### Task objective:
Retype every record exactly. Skip the images.

──────── Dataset extract ────────

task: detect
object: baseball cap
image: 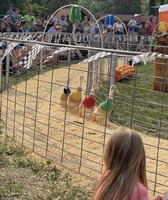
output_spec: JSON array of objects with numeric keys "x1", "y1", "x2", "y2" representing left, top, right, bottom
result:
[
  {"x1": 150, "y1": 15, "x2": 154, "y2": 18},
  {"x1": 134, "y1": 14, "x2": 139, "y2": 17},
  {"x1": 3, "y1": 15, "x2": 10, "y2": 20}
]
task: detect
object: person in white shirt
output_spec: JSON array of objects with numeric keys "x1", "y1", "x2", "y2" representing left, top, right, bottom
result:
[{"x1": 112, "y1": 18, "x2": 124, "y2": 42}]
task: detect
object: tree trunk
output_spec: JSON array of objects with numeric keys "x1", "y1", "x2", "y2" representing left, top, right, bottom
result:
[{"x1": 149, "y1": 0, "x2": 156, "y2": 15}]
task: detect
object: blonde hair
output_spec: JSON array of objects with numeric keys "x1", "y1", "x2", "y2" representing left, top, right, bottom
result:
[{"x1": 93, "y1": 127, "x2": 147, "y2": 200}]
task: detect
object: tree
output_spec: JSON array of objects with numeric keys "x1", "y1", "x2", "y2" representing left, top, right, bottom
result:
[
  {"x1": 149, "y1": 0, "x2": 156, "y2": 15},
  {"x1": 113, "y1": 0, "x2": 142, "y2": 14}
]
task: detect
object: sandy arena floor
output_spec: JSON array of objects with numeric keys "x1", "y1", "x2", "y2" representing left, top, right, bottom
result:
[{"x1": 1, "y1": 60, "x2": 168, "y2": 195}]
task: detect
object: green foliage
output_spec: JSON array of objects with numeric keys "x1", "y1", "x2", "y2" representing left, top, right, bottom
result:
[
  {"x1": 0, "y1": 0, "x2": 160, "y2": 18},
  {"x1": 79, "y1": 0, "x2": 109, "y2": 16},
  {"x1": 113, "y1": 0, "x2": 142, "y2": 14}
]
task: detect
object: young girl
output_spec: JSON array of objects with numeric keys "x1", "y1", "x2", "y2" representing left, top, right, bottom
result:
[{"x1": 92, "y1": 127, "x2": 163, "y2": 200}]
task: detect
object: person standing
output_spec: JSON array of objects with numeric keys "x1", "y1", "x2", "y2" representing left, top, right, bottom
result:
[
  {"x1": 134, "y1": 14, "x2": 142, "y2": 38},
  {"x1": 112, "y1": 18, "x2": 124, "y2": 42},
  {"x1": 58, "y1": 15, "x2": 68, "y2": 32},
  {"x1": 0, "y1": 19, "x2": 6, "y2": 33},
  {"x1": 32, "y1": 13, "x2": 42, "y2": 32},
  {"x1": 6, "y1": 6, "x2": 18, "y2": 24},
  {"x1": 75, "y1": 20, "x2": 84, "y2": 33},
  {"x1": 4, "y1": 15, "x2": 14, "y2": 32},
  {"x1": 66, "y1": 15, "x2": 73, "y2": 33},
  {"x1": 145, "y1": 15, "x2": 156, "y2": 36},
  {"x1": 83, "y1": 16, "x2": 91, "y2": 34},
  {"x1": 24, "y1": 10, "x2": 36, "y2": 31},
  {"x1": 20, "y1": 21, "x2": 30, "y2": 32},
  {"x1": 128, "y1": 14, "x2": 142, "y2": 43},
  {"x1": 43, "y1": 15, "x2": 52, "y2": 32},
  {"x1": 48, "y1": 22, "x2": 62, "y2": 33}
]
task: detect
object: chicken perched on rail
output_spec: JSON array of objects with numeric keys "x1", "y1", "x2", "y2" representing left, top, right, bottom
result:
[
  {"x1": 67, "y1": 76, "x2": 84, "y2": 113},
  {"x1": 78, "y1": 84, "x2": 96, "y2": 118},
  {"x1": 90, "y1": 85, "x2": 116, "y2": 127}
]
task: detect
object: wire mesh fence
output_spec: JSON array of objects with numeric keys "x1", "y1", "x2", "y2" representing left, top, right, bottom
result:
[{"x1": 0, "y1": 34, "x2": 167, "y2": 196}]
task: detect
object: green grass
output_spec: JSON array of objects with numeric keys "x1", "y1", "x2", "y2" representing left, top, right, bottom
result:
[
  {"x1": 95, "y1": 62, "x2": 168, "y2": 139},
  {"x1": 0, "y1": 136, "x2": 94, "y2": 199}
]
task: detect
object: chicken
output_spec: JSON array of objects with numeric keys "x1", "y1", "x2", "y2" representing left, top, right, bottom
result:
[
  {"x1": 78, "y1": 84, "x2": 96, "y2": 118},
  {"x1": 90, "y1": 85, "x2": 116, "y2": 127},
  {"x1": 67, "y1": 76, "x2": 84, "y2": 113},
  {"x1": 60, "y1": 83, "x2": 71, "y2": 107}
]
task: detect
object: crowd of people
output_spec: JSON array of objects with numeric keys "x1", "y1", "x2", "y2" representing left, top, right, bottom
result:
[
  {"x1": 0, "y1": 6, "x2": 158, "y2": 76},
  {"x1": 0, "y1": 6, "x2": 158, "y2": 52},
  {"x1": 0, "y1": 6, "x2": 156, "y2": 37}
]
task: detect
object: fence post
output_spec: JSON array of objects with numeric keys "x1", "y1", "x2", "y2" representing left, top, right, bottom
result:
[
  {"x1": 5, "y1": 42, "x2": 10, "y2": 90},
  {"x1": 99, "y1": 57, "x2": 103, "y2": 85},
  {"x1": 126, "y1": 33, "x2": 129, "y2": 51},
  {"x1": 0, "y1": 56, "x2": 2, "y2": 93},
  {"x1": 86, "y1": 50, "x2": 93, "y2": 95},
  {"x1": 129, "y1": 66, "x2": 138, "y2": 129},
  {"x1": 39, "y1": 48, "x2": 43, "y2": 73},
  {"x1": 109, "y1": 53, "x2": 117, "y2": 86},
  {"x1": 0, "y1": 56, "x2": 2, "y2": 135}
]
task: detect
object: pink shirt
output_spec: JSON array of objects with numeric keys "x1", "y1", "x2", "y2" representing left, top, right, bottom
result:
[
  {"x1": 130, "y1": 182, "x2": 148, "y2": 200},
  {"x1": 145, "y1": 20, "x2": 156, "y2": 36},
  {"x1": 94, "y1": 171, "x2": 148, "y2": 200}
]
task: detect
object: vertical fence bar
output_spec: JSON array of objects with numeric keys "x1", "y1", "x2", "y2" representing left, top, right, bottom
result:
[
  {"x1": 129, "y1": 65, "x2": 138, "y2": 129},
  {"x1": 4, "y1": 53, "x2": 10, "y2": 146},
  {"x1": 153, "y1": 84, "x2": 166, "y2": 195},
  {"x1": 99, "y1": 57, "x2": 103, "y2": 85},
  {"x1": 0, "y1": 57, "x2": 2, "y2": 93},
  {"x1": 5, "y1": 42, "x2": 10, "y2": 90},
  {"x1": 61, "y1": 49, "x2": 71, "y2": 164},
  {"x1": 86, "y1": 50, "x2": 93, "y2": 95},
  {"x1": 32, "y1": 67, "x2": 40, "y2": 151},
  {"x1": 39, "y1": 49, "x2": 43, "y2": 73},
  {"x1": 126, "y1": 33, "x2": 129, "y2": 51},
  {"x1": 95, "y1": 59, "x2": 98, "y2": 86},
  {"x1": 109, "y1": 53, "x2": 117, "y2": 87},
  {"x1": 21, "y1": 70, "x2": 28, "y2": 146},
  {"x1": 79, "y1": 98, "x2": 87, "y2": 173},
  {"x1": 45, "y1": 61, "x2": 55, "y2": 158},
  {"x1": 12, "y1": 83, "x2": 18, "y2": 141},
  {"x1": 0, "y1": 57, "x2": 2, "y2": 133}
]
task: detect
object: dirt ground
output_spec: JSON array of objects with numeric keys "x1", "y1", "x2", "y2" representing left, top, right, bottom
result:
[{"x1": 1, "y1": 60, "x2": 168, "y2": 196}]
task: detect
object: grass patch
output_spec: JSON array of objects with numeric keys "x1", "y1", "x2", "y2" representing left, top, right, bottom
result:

────────

### Problem solution:
task: detect
object: baseball cap
image: 
output_spec: JSON array of objects with numeric keys "x1", "y1", "x2", "y2" representing left, top, right, bottom
result:
[
  {"x1": 150, "y1": 15, "x2": 154, "y2": 18},
  {"x1": 134, "y1": 14, "x2": 139, "y2": 17},
  {"x1": 3, "y1": 15, "x2": 10, "y2": 20}
]
task: detect
object: person in white shirt
output_spec: JSON array of objects with numeric keys "x1", "y1", "x2", "y2" representing left, top, right, bottom
result:
[{"x1": 112, "y1": 18, "x2": 124, "y2": 42}]
task: detect
object: tree trunk
output_spec: JSON array of objects with numeric keys "x1", "y1", "x2", "y2" representing left, top, right, bottom
result:
[{"x1": 149, "y1": 0, "x2": 156, "y2": 15}]
task: detect
object: blonde hair
output_spec: JSON array of objects with numeric keys "x1", "y1", "x2", "y2" representing left, top, right, bottom
result:
[{"x1": 93, "y1": 127, "x2": 147, "y2": 200}]
task: detect
object: tree
output_spec: JSON array of objects with numeric keys "x1", "y1", "x2", "y2" representing left, top, right, bottom
result:
[
  {"x1": 149, "y1": 0, "x2": 156, "y2": 15},
  {"x1": 113, "y1": 0, "x2": 142, "y2": 14}
]
task: detect
object: sandy arena floor
output_spec: JSON array of objects with numeric keys "x1", "y1", "x2", "y2" representing left, top, right, bottom
result:
[{"x1": 1, "y1": 60, "x2": 168, "y2": 195}]
task: detect
object: green foliage
output_spec: JSON array of objects with numeric keys "x1", "y1", "x2", "y2" representing left, top, right, bottom
result:
[
  {"x1": 0, "y1": 0, "x2": 160, "y2": 18},
  {"x1": 79, "y1": 0, "x2": 109, "y2": 16},
  {"x1": 113, "y1": 0, "x2": 142, "y2": 14}
]
task: detect
object: young girl
output_spec: JSON array of objects with numeric keys "x1", "y1", "x2", "y2" representing left, top, right, bottom
result:
[{"x1": 92, "y1": 127, "x2": 163, "y2": 200}]
task: detect
object: person standing
output_spec: JSON array of objects with numeric keys "x1", "y1", "x2", "y2" representing left, top, right, bottom
result:
[
  {"x1": 134, "y1": 14, "x2": 142, "y2": 38},
  {"x1": 112, "y1": 18, "x2": 124, "y2": 42},
  {"x1": 58, "y1": 15, "x2": 68, "y2": 32},
  {"x1": 0, "y1": 19, "x2": 6, "y2": 33},
  {"x1": 32, "y1": 13, "x2": 42, "y2": 32},
  {"x1": 6, "y1": 6, "x2": 18, "y2": 24},
  {"x1": 75, "y1": 20, "x2": 84, "y2": 33},
  {"x1": 4, "y1": 15, "x2": 14, "y2": 32},
  {"x1": 66, "y1": 15, "x2": 73, "y2": 33},
  {"x1": 145, "y1": 15, "x2": 156, "y2": 36},
  {"x1": 83, "y1": 16, "x2": 91, "y2": 34},
  {"x1": 24, "y1": 10, "x2": 36, "y2": 31},
  {"x1": 20, "y1": 21, "x2": 30, "y2": 32},
  {"x1": 128, "y1": 14, "x2": 142, "y2": 43},
  {"x1": 43, "y1": 15, "x2": 52, "y2": 32},
  {"x1": 48, "y1": 22, "x2": 62, "y2": 33}
]
task: detect
object: chicken perched on rail
output_spec: JSON array of objects with numeric keys "x1", "y1", "x2", "y2" representing left, top, right, bottom
result:
[
  {"x1": 67, "y1": 76, "x2": 84, "y2": 113},
  {"x1": 78, "y1": 84, "x2": 96, "y2": 118},
  {"x1": 90, "y1": 85, "x2": 116, "y2": 127}
]
task: detect
object: wire mesh fence
output_spec: JSON array of objects with numeric keys "x1", "y1", "x2", "y2" representing left, top, right, bottom
result:
[{"x1": 0, "y1": 34, "x2": 167, "y2": 196}]
task: detect
object: green grass
output_spec: JSON array of objects with numeric keys "x1", "y1", "x2", "y2" representing left, top, right, bottom
result:
[
  {"x1": 95, "y1": 62, "x2": 168, "y2": 139},
  {"x1": 0, "y1": 136, "x2": 94, "y2": 199}
]
task: detect
object: chicken
output_spec: JSON array of objects with numeric keys "x1", "y1", "x2", "y2" representing left, top, right, bottom
result:
[
  {"x1": 78, "y1": 84, "x2": 96, "y2": 118},
  {"x1": 90, "y1": 85, "x2": 116, "y2": 127},
  {"x1": 67, "y1": 76, "x2": 84, "y2": 113},
  {"x1": 60, "y1": 83, "x2": 71, "y2": 107}
]
task: detect
object: crowd of people
output_spec: JSON array of objects with numeric keys "x1", "y1", "x2", "y2" representing left, top, right, bottom
result:
[
  {"x1": 0, "y1": 6, "x2": 158, "y2": 76},
  {"x1": 0, "y1": 6, "x2": 158, "y2": 52},
  {"x1": 0, "y1": 6, "x2": 156, "y2": 37}
]
task: detect
object: fence post
output_spec: JSON array of objects with numeric keys "x1", "y1", "x2", "y2" representing left, top, right, bottom
result:
[
  {"x1": 5, "y1": 42, "x2": 10, "y2": 90},
  {"x1": 99, "y1": 57, "x2": 103, "y2": 85},
  {"x1": 126, "y1": 33, "x2": 129, "y2": 51},
  {"x1": 0, "y1": 56, "x2": 2, "y2": 93},
  {"x1": 86, "y1": 50, "x2": 93, "y2": 95},
  {"x1": 129, "y1": 66, "x2": 138, "y2": 129},
  {"x1": 39, "y1": 48, "x2": 43, "y2": 73},
  {"x1": 109, "y1": 53, "x2": 117, "y2": 86},
  {"x1": 0, "y1": 56, "x2": 2, "y2": 135}
]
task: detect
object: pink shirt
output_spec: JSON array of objects with numeric keys "x1", "y1", "x2", "y2" representing left, top, right, bottom
result:
[
  {"x1": 130, "y1": 182, "x2": 148, "y2": 200},
  {"x1": 145, "y1": 20, "x2": 156, "y2": 36},
  {"x1": 94, "y1": 171, "x2": 148, "y2": 200}
]
task: detect
object: vertical fence bar
output_spec: JSON array of objects with numeric keys "x1", "y1", "x2", "y2" representing left, top, right, bottom
result:
[
  {"x1": 129, "y1": 65, "x2": 138, "y2": 129},
  {"x1": 4, "y1": 53, "x2": 10, "y2": 146},
  {"x1": 153, "y1": 84, "x2": 166, "y2": 195},
  {"x1": 99, "y1": 57, "x2": 103, "y2": 85},
  {"x1": 0, "y1": 57, "x2": 2, "y2": 93},
  {"x1": 5, "y1": 42, "x2": 10, "y2": 90},
  {"x1": 61, "y1": 49, "x2": 71, "y2": 164},
  {"x1": 86, "y1": 50, "x2": 93, "y2": 95},
  {"x1": 32, "y1": 67, "x2": 40, "y2": 151},
  {"x1": 39, "y1": 49, "x2": 43, "y2": 73},
  {"x1": 126, "y1": 33, "x2": 129, "y2": 51},
  {"x1": 95, "y1": 59, "x2": 98, "y2": 86},
  {"x1": 109, "y1": 53, "x2": 117, "y2": 87},
  {"x1": 21, "y1": 70, "x2": 28, "y2": 146},
  {"x1": 79, "y1": 98, "x2": 87, "y2": 173},
  {"x1": 45, "y1": 61, "x2": 55, "y2": 158},
  {"x1": 12, "y1": 83, "x2": 18, "y2": 141},
  {"x1": 0, "y1": 57, "x2": 2, "y2": 133}
]
task: detect
object: dirt ground
output_spec: JSON array of objects with numeric keys "x1", "y1", "x2", "y2" representing left, top, right, bottom
result:
[{"x1": 1, "y1": 60, "x2": 168, "y2": 196}]
task: detect
object: grass patch
output_spec: JSON array of objects with numeric keys "x1", "y1", "x2", "y2" representing left, top, right, bottom
result:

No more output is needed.